- **CONSIGNE**: Poursuivez le texte ci-dessous sur la fiscalité de la transmission des entreprises familiales, en reprenant après sa dernière phrase.

- **TEXTE**:
La question est d’importance, elle va concerner au cours de la prochaine décennie la moitié des sociétés familiales dont le départ à la retraite des dirigeants approche.

Quelles sont donc les stratégies permettant d’alléger cette charge fiscale ? Démembrement de propriété, pacte Dutreil et donation-partage transgénérationnelle… Décryptage.

1 L’impôt sur les successions dans les pays de l’OCDE, OCDE 2021.
21 dirigeant de PME et d’ETI familiale sur 4 a plus de 60 ans.

 

FISCALITÉ ET COÛT DE LA TRANSMISSION D’ENTREPRISE FAMILIALE

Le taux de 45% cité ci-dessus doit être tempéré : son application est limitée à des cas de transmissions exceptionnellement tragiques, le décès accidentel d’un chef d’entreprise à qui les statistiques promettaient de longues années d’anticipation successorale.

- **LIGNES DE DONNÉES**:
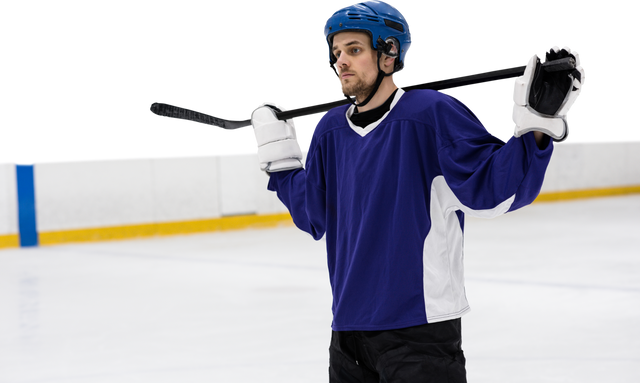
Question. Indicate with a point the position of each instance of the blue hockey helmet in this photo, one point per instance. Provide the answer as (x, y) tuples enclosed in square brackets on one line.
[(385, 23)]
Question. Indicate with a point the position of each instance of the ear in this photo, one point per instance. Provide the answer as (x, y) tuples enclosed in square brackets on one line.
[(389, 61)]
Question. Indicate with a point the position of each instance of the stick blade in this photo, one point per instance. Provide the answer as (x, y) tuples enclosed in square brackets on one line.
[(171, 111)]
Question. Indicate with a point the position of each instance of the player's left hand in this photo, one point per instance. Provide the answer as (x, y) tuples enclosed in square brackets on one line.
[(543, 100)]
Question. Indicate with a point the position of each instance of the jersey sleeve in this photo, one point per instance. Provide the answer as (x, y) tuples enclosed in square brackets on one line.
[(303, 193), (488, 175)]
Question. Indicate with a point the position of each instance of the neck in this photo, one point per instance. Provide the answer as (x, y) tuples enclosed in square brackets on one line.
[(387, 87)]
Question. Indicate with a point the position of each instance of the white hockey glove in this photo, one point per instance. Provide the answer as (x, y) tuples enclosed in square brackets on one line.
[(277, 142), (543, 100)]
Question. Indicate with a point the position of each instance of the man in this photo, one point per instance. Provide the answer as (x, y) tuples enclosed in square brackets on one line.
[(388, 181)]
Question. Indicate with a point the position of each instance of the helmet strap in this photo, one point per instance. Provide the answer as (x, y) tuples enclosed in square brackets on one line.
[(381, 76)]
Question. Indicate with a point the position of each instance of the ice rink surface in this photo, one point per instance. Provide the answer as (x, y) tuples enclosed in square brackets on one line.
[(554, 290)]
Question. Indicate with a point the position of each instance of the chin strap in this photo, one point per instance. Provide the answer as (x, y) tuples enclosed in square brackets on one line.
[(381, 75)]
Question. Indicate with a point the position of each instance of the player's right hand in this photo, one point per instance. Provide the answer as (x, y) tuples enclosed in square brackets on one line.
[(277, 142)]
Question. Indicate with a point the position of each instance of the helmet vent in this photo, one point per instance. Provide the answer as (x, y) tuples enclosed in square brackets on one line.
[(358, 16), (394, 25)]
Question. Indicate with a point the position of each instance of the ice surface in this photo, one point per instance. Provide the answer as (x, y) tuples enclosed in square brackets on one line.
[(554, 290)]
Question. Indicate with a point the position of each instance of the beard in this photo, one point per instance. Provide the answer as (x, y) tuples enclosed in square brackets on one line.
[(356, 87)]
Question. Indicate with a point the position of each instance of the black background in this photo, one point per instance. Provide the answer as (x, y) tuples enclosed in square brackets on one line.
[(225, 61)]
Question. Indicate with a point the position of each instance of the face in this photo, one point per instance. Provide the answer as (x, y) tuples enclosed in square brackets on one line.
[(356, 64)]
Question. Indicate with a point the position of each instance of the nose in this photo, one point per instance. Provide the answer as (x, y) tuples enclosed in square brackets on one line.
[(341, 64)]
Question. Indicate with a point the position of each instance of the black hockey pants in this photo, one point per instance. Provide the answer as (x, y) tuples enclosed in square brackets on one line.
[(429, 353)]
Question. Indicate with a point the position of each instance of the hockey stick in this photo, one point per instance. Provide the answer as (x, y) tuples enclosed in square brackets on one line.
[(176, 112)]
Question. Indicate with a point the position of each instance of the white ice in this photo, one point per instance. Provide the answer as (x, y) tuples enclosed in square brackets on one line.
[(554, 290)]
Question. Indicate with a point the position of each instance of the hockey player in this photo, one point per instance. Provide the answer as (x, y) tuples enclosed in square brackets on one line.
[(388, 181)]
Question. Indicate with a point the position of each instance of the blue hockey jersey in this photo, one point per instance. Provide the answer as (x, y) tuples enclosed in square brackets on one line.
[(390, 200)]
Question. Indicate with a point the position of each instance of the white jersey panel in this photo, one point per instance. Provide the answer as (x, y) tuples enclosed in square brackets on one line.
[(443, 256)]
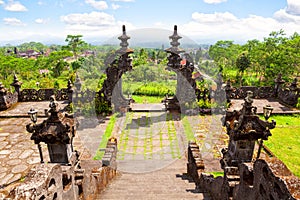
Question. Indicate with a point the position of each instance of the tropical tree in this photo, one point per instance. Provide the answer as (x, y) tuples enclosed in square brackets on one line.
[(75, 44)]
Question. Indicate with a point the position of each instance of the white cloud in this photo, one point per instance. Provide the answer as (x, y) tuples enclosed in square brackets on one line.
[(293, 7), (123, 0), (93, 25), (214, 1), (13, 22), (40, 21), (213, 18), (227, 26), (40, 3), (15, 6), (115, 6), (89, 19), (99, 5), (290, 14)]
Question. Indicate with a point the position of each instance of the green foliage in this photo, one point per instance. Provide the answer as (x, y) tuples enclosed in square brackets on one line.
[(75, 44), (102, 107), (216, 174), (263, 60), (153, 89), (285, 139), (107, 134), (188, 129), (146, 99)]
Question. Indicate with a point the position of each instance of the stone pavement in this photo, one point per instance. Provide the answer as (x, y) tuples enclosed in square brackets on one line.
[(18, 154), (151, 148), (260, 103), (167, 183)]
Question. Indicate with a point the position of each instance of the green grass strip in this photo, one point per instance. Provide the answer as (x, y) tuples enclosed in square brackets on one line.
[(285, 140), (105, 137), (188, 129)]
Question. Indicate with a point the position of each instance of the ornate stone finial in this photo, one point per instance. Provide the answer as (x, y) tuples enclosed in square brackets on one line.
[(294, 84), (78, 82), (16, 84), (3, 90), (70, 85), (175, 37), (174, 43), (124, 38), (16, 81)]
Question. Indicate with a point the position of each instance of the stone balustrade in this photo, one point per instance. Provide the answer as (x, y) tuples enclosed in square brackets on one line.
[(84, 180)]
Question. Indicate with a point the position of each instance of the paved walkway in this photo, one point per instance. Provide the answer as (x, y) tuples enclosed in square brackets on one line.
[(260, 103), (151, 155), (168, 183)]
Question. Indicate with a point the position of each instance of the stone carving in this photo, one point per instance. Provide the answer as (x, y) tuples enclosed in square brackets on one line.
[(85, 180), (184, 68), (7, 99), (57, 132), (290, 94), (243, 128), (118, 63), (244, 176), (286, 94)]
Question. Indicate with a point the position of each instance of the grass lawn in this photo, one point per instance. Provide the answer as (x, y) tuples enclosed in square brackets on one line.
[(285, 141), (105, 137), (147, 99)]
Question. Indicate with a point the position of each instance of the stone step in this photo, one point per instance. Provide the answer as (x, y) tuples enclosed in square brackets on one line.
[(170, 182), (233, 177)]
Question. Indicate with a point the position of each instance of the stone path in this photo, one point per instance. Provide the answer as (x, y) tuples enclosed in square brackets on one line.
[(152, 158), (260, 103), (148, 141), (168, 183), (17, 152)]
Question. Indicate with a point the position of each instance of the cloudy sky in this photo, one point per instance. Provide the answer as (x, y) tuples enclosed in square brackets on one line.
[(204, 21)]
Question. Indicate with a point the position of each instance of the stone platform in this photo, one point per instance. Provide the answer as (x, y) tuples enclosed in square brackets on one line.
[(279, 108)]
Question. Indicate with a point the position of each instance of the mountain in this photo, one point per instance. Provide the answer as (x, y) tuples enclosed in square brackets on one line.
[(152, 38)]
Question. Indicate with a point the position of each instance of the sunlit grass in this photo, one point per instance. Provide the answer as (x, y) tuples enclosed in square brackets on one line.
[(285, 141), (147, 99), (105, 137)]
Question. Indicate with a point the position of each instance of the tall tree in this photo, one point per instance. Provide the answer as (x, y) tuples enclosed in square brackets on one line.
[(75, 44)]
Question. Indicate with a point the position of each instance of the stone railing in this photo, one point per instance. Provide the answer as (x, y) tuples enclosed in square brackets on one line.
[(43, 94), (286, 93), (7, 100), (258, 92), (85, 180), (255, 180), (195, 163)]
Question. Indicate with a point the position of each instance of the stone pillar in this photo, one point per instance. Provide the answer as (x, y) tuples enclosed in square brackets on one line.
[(17, 85), (278, 84)]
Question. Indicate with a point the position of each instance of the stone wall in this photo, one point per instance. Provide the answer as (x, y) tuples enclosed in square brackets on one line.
[(84, 180), (259, 180)]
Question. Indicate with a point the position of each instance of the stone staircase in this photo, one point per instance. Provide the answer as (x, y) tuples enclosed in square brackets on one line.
[(170, 182)]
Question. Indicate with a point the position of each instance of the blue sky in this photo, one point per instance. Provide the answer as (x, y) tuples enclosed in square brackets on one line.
[(204, 21)]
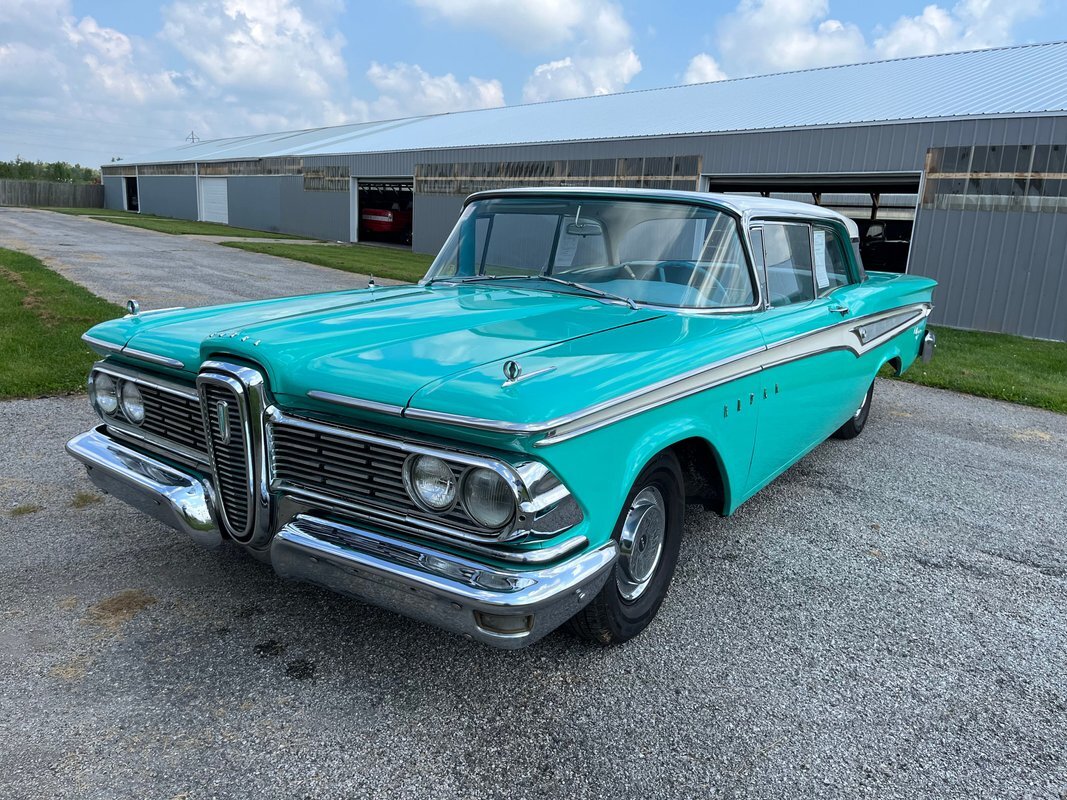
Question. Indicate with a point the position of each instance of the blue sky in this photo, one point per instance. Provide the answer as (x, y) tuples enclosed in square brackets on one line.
[(86, 80)]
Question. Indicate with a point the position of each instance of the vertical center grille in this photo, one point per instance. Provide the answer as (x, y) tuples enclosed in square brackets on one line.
[(225, 411)]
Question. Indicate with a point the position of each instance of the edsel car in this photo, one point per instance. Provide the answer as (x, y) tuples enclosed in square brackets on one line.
[(511, 444)]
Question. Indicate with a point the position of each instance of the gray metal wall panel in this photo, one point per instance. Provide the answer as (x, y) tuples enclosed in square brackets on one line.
[(315, 214), (113, 193), (971, 253), (256, 203), (433, 218), (166, 195), (999, 272)]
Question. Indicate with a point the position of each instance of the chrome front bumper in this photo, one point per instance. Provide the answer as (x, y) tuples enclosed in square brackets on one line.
[(506, 608)]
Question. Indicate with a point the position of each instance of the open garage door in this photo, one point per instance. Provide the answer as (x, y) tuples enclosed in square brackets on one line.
[(881, 204), (382, 210), (215, 201)]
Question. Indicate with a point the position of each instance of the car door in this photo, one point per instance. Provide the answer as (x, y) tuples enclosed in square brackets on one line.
[(810, 383)]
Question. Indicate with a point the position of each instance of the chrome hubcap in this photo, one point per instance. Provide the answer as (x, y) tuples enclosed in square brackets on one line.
[(640, 543)]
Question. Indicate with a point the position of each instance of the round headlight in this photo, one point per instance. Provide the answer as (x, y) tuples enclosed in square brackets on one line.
[(105, 393), (132, 402), (488, 497), (430, 482)]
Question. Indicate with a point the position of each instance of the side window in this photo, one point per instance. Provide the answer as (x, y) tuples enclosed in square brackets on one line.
[(519, 242), (755, 238), (786, 249), (831, 264)]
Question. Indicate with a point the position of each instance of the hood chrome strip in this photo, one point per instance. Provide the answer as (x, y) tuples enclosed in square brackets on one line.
[(845, 335)]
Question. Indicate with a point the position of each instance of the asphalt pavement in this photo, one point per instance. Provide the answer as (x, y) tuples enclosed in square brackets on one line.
[(160, 270), (886, 621)]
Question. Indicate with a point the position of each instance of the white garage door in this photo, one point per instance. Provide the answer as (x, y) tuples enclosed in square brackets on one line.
[(213, 201)]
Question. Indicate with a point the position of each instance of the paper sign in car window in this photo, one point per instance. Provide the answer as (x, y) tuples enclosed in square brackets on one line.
[(566, 251), (821, 277)]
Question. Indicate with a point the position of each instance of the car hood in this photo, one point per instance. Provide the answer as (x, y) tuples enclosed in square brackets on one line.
[(383, 345)]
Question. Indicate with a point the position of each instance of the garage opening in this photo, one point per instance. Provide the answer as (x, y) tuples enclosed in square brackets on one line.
[(215, 200), (882, 206), (382, 210), (131, 203)]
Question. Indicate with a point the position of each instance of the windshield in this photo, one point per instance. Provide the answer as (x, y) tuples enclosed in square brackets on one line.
[(664, 254)]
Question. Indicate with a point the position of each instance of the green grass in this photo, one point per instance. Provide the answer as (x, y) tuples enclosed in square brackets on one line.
[(94, 212), (1024, 371), (399, 265), (42, 319)]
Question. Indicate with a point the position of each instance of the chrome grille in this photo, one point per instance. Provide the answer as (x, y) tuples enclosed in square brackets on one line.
[(174, 417), (223, 409), (366, 474)]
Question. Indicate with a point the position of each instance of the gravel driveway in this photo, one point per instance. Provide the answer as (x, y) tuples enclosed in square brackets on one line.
[(118, 261), (886, 620)]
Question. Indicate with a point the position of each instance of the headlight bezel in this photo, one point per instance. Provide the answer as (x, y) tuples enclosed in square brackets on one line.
[(411, 481), (97, 379), (468, 477), (125, 403)]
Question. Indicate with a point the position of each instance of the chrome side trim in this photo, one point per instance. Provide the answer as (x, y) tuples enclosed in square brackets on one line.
[(153, 358), (436, 587), (354, 402), (173, 497), (109, 347), (843, 335)]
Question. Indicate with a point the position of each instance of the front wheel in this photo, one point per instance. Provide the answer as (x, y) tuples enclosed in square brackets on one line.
[(649, 534), (855, 425)]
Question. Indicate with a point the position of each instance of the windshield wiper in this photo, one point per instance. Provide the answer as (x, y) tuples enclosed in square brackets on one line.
[(551, 278), (590, 289)]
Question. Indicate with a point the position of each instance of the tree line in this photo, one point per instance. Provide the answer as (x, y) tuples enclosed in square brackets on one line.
[(59, 171)]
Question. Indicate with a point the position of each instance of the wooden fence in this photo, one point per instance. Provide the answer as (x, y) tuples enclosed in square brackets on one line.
[(49, 193)]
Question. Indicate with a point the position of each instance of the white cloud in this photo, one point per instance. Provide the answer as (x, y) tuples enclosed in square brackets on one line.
[(703, 69), (971, 25), (530, 25), (775, 35), (408, 90), (74, 89), (256, 45), (590, 41), (603, 60)]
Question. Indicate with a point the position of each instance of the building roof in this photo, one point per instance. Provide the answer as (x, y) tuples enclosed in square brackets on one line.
[(1028, 79)]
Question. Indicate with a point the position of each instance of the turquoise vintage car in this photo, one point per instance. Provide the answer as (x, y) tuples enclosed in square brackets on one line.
[(509, 445)]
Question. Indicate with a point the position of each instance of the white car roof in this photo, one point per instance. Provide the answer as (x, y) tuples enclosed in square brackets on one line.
[(747, 208)]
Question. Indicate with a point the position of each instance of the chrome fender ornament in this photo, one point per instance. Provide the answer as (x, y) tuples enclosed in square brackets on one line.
[(512, 370)]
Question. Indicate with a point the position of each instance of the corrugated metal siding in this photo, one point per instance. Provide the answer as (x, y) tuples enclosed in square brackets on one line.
[(165, 195), (256, 203), (1006, 81), (1002, 272)]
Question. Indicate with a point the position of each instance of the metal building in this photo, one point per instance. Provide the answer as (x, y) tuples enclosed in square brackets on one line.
[(954, 165)]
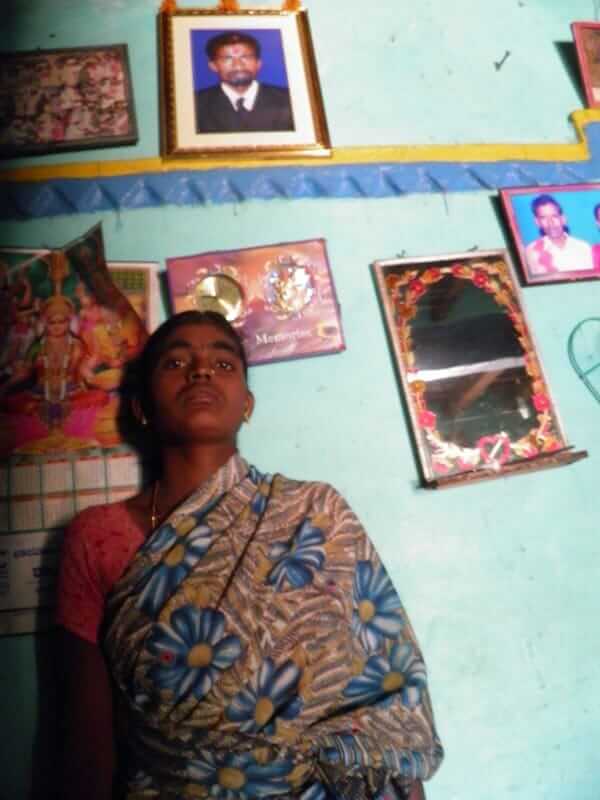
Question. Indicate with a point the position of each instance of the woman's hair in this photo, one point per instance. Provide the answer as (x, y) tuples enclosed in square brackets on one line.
[(144, 365)]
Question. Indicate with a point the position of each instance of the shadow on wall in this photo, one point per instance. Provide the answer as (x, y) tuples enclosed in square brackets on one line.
[(46, 752)]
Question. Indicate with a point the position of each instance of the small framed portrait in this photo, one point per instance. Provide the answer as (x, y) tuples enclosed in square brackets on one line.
[(556, 231), (69, 99), (587, 44), (240, 84)]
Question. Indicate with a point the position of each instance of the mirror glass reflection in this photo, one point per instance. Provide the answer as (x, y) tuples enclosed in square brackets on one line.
[(468, 354), (477, 396)]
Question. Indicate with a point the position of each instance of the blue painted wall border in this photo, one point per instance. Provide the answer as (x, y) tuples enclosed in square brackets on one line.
[(26, 199)]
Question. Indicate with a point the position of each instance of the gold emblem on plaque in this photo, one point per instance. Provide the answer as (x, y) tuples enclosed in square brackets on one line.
[(220, 293)]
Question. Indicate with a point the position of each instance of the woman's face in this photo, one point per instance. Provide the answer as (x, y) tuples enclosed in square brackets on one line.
[(199, 390)]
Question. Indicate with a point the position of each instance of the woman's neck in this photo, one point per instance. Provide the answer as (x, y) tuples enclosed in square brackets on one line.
[(185, 468)]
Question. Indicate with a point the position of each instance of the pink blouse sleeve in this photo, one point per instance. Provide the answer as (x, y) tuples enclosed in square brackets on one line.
[(98, 546)]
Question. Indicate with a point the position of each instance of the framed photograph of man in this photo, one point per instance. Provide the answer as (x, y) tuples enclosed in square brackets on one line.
[(556, 230), (68, 99), (240, 84), (587, 43)]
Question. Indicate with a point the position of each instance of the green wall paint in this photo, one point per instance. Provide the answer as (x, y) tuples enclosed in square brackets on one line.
[(499, 578)]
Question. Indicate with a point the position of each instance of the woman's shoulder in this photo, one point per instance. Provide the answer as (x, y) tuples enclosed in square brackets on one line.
[(101, 517), (313, 493)]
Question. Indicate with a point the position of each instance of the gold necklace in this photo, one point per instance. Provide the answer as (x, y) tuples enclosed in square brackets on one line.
[(154, 507)]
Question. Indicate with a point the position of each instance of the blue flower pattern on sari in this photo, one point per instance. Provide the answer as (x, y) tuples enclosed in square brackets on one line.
[(239, 777), (271, 693), (191, 651), (297, 558), (376, 615), (383, 679), (316, 791), (161, 580)]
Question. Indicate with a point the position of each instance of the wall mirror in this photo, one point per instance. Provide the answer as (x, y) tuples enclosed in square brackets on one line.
[(476, 394)]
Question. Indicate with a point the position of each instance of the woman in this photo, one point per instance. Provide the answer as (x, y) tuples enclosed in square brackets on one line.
[(256, 644)]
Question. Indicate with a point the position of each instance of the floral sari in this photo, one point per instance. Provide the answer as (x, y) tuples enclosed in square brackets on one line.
[(260, 650)]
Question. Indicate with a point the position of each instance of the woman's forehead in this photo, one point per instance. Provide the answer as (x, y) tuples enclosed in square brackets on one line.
[(202, 334)]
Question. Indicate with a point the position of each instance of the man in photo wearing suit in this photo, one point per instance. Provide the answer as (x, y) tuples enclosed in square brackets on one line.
[(240, 103), (555, 251)]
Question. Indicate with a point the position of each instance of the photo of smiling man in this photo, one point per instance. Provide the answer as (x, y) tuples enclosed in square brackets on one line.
[(241, 101)]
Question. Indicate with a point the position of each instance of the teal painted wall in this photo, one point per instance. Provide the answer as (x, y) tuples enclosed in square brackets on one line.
[(500, 577)]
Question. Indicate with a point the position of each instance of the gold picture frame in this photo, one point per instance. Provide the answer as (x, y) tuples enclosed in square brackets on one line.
[(210, 57)]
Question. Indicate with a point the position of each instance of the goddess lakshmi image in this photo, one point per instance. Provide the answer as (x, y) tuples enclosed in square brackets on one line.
[(48, 398), (60, 393)]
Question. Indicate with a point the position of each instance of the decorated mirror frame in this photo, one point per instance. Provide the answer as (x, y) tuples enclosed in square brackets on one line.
[(401, 284)]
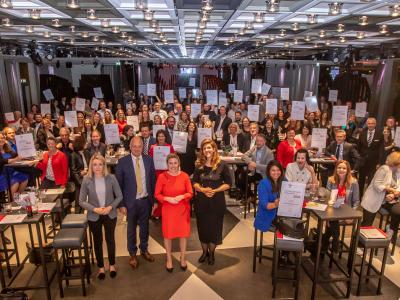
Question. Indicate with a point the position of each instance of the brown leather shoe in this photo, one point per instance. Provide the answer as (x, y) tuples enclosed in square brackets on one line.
[(147, 256), (133, 262)]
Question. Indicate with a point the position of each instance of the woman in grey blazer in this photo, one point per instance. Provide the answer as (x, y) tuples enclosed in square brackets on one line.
[(100, 195)]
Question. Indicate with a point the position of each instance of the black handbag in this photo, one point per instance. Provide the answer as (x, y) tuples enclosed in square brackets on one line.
[(294, 228), (11, 294)]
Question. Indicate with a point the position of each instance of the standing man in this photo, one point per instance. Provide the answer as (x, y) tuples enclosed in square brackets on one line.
[(137, 178), (370, 145)]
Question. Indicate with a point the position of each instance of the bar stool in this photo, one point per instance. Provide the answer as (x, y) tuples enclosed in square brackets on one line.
[(292, 246), (371, 244), (71, 239)]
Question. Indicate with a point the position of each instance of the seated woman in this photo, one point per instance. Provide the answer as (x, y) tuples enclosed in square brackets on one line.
[(348, 192), (383, 190)]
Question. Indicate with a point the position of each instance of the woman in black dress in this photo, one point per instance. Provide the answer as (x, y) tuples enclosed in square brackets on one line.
[(211, 179)]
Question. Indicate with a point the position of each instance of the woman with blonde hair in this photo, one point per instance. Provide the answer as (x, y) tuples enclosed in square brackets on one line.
[(100, 195), (211, 179)]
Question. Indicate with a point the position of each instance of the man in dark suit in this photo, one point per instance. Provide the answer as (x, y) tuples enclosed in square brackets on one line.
[(370, 145), (137, 178), (222, 122), (147, 138)]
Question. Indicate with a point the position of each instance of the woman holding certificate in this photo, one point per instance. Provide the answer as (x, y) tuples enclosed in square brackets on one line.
[(174, 191), (211, 179)]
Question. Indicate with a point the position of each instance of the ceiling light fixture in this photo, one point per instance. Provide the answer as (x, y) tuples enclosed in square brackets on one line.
[(335, 8), (73, 4)]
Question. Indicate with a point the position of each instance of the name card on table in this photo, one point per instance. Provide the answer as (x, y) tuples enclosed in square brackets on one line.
[(151, 89), (361, 109), (98, 93), (332, 95), (202, 134), (45, 108), (133, 121), (339, 115), (71, 119), (195, 110), (179, 141), (253, 112), (112, 134), (256, 86), (271, 106), (291, 199), (169, 96), (285, 93), (48, 94), (318, 138), (157, 128), (80, 104), (298, 109), (265, 89), (25, 145), (238, 96), (311, 103), (160, 154)]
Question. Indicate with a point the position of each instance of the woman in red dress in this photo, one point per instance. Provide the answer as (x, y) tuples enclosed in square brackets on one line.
[(174, 191)]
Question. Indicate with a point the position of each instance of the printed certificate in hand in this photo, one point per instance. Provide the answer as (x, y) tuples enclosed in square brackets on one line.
[(202, 134), (112, 134), (25, 145), (291, 199), (160, 154), (71, 120), (179, 141)]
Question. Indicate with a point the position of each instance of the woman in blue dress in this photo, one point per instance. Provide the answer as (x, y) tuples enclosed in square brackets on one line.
[(17, 180)]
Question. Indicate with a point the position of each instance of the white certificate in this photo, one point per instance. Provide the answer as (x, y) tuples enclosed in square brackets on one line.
[(160, 154), (9, 117), (112, 134), (80, 104), (284, 93), (361, 109), (48, 94), (202, 134), (25, 145), (256, 86), (298, 110), (253, 112), (333, 95), (318, 138), (311, 103), (95, 103), (71, 119), (133, 121), (222, 101), (339, 115), (212, 97), (169, 96), (231, 88), (157, 128), (291, 199), (271, 106), (182, 93), (179, 141), (151, 89), (45, 108), (238, 96), (195, 109), (265, 88), (98, 93), (143, 89)]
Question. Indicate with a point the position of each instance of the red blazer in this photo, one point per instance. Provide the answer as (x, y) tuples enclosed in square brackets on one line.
[(59, 162), (285, 153)]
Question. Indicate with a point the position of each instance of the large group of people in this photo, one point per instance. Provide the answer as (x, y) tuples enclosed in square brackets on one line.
[(275, 148)]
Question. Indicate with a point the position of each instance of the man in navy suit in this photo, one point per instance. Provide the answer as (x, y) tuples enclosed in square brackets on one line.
[(137, 178)]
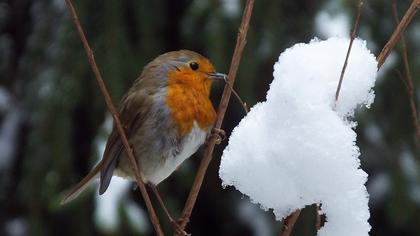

- **RÉPONSE PROPOSÉE**:
cession savetier

CAS DE CESSION DU SAVETIER

C’est l’exemple du Savetier devenu financier dont la fable nous a été brillamment racontée par feu Rémy GENTILHOMME3.
À la tête d’une entreprise de 20 millions d’euros, le défaut d’anticipation de la transmission aura coûté à ses deux enfants, contraints à la cession, un impôt de 8,4 millions d’euros soit un taux d’imposition de 42%.
Nous tenterons ensemble d’en réécrire l’histoire.

3La mort du Savetier devenu financier par Rémy GENTILHOMME, DEFRENOIS 15 octobre 2012.

ANTICIPER POUR ALLÉGER LA TAXATION

La fiscalité française incite à l’anticipation qui permettra de passer d’un taux confiscatoire de 45% à une taxation réduite à un taux marginal de 5,62% voire 2,5%.

Stratégies fiscales pour alléger le coût de la transmission d’une entreprise familiale

Il existe 3 outils avantageux pour alléger le poids de la fiscalité d’une transmission d’entreprise familiale.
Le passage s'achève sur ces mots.